**TASK PROMPT:** In the case notes, translate this sentence into Spanish: "Therefore, the evidence against Mr Barker is prima facie strong."

Practice Note (Mode of Trial Guidelines) (Revised) state that cases of handling should be tried summarily unless one or more of the following aggravating features is present and that the magistrates’ sentencing powers are insufficient:
- Dishonest handling of stolen property by a receiver who has commissioned the theft.
- The offence has professional hallmarks.
- The property is of high value (at least $ 10,000).
This would have been an offence committed with the low monetary value of the goods. However, it is likely that the magistrates will accept jurisdiction, given that they can commit for sentence should they feel 6 months imprisonment is insufficient.
Is a defence statement necessary?
If Barker indicates a not guilty plea and the case is committed to the Crown Court a defence statement (Criminal Procedure and Investigations Act 1996) must be served. The time limit for service is 14 days after Primary Disclosure by the prosecution (this is post –committal). At present therefore, no requirement to draft a defence statement has arisen, although instructions taken during conference will be in preparation for statement should it be required.
1. Vishal Soora gives fairly uncontroversial evidence that Mr Barker sold a microwave by saying that it was a bankrupt stock which was in fact holding a Safeway’s Superstore label stuck on it saying ‘Safeway Value: Microwave price $99.99’.It is also hard to see how the acts described could not have been known or intentional.
The Loss Prevention Officer of Safeway Superstore Miss Patricia Dunlop later confirmed the police that the security tag attached of a Zanussi CX1 microwave was a Safeway’s tag with the unique identifier 1357924/01, which appeared to be the missing microwave. Therefore, the evidence against Mr Barker is prima facie strong.
RELUCTANCY AND REFUSAL TO ANSWER FURTHER QUESTIONS IN INTERVIEW
Criminal Justice and Public Order Act 1994, s 34 – In deciding on Barker’s guilt such inferences as appear proper may be drawn from his reluctance and silence. Therefore, need to find out:
- What exactly happened in interview?
- Did police say anything about the consequences of failing to answer?
- Any legal representation ? Any offered? None appears to interview transcript.
AREAS OF QUESTIONING ARISING FROM THE PAPERS (and prior to further instructions). This list is not intended to be definitive.
- Police arrest and interview
- Relationship with Mr Soora
- The microwave (source)
- Previous dealing with Vishal Soora
- Previous Convictions
- Personal Circumstances
PRELIMINARY ADVICE ON PLEA (from the information in the papers and prior to receiving further instructions)

**DATA SECTION:**
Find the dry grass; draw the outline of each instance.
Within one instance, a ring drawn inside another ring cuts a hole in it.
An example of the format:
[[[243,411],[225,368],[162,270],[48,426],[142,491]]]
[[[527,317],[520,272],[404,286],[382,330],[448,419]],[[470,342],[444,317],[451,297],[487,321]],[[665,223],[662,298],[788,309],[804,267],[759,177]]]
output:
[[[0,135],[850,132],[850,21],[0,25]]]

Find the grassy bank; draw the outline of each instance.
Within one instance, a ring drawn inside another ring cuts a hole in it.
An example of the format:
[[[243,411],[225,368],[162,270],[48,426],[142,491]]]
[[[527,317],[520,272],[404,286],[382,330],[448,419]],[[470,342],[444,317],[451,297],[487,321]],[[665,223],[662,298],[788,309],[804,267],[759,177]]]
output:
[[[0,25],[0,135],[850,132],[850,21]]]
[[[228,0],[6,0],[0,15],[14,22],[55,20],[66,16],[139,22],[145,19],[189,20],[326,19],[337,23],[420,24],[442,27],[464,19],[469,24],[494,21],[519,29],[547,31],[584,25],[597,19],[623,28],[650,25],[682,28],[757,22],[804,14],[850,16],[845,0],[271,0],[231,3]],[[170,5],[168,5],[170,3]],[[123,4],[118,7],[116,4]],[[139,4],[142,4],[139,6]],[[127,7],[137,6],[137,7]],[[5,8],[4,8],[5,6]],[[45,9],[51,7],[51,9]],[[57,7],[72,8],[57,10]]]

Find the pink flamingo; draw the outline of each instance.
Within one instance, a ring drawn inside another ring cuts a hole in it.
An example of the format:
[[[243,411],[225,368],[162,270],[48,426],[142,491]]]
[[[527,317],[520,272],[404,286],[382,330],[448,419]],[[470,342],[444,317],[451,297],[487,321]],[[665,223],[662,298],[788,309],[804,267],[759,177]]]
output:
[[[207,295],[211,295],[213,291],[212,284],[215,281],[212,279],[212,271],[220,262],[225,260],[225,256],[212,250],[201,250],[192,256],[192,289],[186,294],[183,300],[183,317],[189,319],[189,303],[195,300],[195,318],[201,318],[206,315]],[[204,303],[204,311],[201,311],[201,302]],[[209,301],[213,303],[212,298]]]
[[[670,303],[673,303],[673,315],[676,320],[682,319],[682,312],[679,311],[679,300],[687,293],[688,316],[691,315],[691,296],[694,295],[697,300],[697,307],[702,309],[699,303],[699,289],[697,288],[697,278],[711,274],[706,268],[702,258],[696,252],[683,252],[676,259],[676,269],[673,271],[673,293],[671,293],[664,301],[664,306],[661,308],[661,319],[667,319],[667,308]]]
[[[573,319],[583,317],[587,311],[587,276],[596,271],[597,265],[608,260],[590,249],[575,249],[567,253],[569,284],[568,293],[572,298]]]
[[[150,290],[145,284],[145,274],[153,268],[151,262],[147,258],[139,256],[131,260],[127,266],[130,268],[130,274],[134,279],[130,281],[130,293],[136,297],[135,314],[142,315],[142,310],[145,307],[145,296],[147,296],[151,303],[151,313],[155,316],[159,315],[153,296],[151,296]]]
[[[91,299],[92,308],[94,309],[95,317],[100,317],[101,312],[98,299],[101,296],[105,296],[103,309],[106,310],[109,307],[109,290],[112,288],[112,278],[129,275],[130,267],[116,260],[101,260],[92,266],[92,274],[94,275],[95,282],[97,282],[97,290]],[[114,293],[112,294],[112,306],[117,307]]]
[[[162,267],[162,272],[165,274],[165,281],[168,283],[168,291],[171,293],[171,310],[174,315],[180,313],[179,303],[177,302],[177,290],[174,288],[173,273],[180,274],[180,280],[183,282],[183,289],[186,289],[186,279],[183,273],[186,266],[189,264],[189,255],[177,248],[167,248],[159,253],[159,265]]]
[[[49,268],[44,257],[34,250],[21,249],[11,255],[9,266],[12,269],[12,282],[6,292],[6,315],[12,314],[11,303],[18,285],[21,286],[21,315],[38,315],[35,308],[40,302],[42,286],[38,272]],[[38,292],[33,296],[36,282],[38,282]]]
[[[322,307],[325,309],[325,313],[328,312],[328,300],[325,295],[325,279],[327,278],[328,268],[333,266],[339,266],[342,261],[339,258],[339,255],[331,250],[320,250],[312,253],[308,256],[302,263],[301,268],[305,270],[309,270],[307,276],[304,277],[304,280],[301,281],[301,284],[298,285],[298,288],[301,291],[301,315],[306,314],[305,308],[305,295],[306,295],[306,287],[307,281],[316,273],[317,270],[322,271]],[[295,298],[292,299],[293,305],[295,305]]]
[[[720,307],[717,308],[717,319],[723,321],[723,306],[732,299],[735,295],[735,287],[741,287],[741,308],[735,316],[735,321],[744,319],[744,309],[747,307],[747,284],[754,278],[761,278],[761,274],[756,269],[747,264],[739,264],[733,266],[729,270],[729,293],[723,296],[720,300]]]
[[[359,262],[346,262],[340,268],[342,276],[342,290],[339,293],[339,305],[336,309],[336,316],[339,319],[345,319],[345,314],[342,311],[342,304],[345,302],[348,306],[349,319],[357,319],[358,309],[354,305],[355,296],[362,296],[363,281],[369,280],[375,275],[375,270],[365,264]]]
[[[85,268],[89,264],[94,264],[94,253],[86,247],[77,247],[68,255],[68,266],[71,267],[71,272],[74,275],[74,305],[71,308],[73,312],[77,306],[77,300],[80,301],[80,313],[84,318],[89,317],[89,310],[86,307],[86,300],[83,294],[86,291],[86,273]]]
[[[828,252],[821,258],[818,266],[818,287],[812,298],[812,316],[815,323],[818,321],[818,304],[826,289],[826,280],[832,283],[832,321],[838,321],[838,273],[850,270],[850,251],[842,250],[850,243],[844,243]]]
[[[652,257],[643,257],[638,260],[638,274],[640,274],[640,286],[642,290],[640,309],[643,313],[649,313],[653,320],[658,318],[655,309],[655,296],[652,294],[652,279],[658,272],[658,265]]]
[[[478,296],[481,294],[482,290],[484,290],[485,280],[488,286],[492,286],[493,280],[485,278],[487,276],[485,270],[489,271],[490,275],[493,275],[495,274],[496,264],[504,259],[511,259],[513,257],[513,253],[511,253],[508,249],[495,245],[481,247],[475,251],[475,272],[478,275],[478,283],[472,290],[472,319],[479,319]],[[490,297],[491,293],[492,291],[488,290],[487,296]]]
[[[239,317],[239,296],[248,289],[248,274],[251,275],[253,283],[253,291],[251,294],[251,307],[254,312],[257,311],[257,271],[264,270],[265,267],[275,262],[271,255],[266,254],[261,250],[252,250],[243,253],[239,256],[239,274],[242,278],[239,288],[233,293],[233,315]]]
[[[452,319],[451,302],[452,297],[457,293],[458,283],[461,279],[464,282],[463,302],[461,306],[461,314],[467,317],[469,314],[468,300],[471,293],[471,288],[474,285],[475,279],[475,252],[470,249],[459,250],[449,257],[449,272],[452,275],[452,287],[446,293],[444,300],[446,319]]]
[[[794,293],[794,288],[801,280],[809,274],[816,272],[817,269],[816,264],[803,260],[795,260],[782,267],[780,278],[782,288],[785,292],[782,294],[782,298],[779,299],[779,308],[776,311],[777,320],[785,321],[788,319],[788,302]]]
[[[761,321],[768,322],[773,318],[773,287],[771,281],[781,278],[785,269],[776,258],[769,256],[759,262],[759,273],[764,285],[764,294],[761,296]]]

**TASK ANSWER:** Por lo tanto, las pruebas contra el Sr. Barker son, prima facie, sólidas.